> _Referring expression data_
######

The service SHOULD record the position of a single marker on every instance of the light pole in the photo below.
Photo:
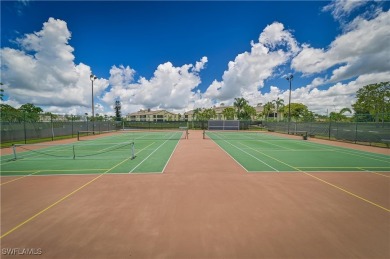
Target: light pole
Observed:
(93, 77)
(289, 78)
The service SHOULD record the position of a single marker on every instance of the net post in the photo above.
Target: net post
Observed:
(132, 151)
(14, 151)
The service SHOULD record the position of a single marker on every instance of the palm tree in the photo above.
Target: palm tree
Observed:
(268, 107)
(279, 104)
(239, 104)
(228, 113)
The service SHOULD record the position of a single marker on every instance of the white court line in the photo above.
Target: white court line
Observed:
(353, 152)
(169, 159)
(149, 155)
(250, 155)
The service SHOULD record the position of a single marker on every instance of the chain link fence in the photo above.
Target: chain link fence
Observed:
(24, 127)
(361, 129)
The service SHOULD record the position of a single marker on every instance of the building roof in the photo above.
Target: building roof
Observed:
(148, 112)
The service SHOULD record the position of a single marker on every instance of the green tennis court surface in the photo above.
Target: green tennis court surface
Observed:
(263, 152)
(114, 153)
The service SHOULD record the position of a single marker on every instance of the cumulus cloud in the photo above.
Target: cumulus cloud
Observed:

######

> _Brief_
Exact copies of the lines from the one holding "Target: green tennis court surface" to the end of the entries are all that should be written.

> _Written reply_
Target: green tennis court surface
Observed:
(263, 152)
(114, 153)
The service SHOULD record the position of a single marker on every instance of the cumulus cloud in the photo above.
Target: cumulus cloud
Observed:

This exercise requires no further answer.